* **EXERCISE PROMPT**
Return each line of the rows below that contains the string "border".
------------------------------------
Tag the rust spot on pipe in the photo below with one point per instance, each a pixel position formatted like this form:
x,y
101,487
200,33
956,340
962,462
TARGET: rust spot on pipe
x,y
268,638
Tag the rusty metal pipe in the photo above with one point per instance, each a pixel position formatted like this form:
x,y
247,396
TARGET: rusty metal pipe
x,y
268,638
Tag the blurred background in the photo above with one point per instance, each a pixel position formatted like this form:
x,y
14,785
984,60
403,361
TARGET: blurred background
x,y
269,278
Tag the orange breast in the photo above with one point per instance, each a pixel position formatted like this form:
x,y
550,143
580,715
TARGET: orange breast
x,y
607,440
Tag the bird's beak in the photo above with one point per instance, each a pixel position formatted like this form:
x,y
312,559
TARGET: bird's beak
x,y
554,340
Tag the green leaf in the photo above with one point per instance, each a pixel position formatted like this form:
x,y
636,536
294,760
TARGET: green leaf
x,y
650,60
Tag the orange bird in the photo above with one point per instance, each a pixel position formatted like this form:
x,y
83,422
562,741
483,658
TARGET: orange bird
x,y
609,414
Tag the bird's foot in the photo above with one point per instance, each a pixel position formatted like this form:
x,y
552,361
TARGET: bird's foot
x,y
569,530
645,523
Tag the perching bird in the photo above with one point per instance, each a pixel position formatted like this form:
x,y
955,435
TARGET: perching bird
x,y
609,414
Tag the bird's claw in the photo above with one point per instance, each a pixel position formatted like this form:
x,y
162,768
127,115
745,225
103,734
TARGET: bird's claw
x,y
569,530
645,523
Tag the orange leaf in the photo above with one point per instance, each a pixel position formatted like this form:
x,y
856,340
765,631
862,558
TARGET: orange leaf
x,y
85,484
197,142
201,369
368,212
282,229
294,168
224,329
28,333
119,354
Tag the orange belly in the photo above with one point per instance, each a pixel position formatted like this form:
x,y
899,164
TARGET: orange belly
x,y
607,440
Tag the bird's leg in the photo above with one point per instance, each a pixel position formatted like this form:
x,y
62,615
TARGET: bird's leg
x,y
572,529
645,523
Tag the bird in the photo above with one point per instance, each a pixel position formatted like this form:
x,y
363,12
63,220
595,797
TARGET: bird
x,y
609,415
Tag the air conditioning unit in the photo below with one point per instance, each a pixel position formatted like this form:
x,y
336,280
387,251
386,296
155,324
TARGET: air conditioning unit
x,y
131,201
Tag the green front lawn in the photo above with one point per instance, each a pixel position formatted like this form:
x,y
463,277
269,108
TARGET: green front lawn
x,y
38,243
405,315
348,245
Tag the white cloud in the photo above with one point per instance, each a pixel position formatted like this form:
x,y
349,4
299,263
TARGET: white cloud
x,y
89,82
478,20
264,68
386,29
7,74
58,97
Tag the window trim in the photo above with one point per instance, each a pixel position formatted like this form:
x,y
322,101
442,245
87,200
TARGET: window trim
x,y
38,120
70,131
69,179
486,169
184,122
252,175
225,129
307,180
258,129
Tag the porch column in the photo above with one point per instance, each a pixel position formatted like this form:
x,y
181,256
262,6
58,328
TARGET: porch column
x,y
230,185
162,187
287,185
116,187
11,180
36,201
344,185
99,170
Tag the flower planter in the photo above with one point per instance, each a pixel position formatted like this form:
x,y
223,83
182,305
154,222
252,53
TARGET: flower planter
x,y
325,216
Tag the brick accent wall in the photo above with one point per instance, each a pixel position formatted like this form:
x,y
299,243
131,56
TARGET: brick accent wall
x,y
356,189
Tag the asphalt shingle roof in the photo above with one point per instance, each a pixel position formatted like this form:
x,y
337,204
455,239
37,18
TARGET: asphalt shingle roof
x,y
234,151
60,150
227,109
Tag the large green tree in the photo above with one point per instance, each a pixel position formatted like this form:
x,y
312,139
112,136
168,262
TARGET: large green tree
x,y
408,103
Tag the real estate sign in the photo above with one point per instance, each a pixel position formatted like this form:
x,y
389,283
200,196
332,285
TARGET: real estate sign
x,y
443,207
------------------------------------
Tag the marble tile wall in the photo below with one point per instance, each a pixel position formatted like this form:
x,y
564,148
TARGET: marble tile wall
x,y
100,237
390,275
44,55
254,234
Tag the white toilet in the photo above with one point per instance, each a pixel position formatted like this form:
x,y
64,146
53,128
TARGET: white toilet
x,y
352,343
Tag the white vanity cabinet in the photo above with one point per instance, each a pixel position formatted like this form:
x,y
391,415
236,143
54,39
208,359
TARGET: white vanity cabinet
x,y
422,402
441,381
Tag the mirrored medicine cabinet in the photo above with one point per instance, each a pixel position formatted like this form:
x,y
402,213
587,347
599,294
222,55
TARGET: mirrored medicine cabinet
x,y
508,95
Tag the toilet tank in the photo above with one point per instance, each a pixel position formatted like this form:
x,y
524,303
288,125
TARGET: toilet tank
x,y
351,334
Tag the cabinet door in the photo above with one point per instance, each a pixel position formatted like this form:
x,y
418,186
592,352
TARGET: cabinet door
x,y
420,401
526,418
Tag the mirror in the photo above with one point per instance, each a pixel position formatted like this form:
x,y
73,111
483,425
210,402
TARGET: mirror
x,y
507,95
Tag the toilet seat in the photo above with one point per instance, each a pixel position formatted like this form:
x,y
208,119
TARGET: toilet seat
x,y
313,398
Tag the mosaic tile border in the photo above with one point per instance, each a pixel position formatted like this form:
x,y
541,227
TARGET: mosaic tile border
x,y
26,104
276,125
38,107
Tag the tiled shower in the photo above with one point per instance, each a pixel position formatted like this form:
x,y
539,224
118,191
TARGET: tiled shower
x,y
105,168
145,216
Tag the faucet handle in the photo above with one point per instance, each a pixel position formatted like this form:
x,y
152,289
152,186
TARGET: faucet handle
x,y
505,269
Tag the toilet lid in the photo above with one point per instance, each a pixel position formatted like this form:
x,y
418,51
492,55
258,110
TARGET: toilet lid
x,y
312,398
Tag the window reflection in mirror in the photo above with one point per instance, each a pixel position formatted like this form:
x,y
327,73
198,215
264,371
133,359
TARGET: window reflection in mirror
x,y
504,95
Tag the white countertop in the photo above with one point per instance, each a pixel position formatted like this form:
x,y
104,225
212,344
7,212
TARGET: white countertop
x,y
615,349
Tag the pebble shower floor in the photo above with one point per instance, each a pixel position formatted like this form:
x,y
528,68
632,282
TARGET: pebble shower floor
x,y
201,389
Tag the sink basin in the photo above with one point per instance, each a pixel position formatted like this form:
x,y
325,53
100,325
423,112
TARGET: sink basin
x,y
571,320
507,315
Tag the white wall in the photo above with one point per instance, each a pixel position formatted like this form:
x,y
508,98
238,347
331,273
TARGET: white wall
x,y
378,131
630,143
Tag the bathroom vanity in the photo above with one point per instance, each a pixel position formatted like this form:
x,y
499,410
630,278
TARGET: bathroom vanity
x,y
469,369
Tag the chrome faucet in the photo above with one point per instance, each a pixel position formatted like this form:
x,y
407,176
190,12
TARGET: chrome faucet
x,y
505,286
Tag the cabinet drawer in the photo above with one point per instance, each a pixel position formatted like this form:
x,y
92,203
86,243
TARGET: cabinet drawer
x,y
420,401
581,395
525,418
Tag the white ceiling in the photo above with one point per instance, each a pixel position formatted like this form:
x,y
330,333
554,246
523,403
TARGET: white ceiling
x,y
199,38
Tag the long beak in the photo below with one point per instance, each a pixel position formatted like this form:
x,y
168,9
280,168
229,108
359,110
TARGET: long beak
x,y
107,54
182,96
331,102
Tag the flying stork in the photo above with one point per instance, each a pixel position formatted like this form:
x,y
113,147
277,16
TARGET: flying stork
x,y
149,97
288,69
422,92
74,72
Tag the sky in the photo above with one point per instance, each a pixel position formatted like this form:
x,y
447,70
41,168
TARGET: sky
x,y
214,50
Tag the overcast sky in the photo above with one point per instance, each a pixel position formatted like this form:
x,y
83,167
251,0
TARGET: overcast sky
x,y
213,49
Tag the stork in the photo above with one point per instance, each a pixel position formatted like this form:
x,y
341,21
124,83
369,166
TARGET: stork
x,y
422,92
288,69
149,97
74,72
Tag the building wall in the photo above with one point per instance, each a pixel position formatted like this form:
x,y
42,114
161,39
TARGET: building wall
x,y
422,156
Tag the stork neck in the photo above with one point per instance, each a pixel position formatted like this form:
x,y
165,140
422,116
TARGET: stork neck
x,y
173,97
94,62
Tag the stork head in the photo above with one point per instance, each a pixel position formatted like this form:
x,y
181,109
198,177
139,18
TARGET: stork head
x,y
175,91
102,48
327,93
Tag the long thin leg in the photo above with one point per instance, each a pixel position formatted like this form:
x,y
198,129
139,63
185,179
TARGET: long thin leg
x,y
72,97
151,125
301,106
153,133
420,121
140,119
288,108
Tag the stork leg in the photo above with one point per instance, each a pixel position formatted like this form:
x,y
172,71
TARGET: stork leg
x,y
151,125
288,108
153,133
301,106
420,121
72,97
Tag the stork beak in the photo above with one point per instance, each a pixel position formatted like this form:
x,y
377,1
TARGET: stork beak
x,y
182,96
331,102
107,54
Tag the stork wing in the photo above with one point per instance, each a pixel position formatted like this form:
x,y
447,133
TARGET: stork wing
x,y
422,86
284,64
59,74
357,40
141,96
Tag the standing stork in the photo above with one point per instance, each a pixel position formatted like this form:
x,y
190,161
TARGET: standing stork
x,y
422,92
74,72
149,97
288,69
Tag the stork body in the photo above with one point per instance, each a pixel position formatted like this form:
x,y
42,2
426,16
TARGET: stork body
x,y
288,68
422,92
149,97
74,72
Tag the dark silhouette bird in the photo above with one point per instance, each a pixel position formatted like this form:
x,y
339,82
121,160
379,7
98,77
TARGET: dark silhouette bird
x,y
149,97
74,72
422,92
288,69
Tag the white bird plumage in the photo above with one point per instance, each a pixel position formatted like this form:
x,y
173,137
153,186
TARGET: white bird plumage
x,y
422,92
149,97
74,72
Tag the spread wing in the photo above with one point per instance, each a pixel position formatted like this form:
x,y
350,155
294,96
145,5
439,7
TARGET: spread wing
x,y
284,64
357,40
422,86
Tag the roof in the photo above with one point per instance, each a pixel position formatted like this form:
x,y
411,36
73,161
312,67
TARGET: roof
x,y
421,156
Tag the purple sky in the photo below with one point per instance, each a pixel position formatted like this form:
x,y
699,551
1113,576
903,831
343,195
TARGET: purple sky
------------------------------------
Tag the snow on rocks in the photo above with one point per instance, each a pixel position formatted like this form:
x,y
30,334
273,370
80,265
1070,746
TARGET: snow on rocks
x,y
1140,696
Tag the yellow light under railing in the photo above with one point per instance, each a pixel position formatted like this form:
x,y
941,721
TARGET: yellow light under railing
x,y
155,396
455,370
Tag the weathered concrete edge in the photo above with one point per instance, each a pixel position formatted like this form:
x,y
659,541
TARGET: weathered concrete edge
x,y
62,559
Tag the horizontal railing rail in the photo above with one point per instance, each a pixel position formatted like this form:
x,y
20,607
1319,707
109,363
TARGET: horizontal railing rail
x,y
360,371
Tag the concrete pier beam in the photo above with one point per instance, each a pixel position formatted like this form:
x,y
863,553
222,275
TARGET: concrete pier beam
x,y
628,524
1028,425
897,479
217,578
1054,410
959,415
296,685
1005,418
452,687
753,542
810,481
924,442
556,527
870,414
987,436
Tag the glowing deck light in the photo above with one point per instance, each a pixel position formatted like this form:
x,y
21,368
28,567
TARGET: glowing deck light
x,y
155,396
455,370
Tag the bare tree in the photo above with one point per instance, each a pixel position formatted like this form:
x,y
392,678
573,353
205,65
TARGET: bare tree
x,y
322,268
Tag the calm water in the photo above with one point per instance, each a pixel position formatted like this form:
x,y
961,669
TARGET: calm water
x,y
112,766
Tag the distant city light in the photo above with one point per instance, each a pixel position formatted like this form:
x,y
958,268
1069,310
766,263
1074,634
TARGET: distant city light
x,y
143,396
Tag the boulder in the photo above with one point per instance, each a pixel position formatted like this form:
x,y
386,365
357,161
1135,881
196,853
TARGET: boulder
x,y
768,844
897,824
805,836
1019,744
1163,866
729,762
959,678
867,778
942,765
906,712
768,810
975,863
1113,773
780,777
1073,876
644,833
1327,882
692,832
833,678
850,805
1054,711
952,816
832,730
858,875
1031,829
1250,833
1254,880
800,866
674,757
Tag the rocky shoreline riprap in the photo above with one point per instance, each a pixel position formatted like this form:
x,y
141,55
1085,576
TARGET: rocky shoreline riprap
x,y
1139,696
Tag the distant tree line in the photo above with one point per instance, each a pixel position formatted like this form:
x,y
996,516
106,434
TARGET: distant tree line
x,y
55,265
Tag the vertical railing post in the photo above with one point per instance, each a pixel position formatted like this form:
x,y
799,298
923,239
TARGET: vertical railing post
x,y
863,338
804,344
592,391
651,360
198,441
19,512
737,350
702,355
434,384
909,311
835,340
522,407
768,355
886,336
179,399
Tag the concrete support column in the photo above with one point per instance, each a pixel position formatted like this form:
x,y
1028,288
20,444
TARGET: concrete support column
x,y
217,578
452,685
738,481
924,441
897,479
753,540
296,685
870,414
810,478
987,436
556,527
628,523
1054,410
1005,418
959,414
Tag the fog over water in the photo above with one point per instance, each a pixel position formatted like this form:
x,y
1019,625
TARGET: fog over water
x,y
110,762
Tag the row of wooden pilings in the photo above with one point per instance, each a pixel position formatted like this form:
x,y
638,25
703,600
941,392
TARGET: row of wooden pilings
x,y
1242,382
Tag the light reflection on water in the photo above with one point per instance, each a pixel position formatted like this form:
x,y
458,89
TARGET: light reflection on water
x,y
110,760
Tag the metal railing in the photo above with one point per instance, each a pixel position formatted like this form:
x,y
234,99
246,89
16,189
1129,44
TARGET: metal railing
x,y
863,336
------------------------------------
* **THE ANSWER**
Tag the mosaic tile border in the photo above with one point per instance, each a pixel position formatted like this form:
TARGET: mosaic tile border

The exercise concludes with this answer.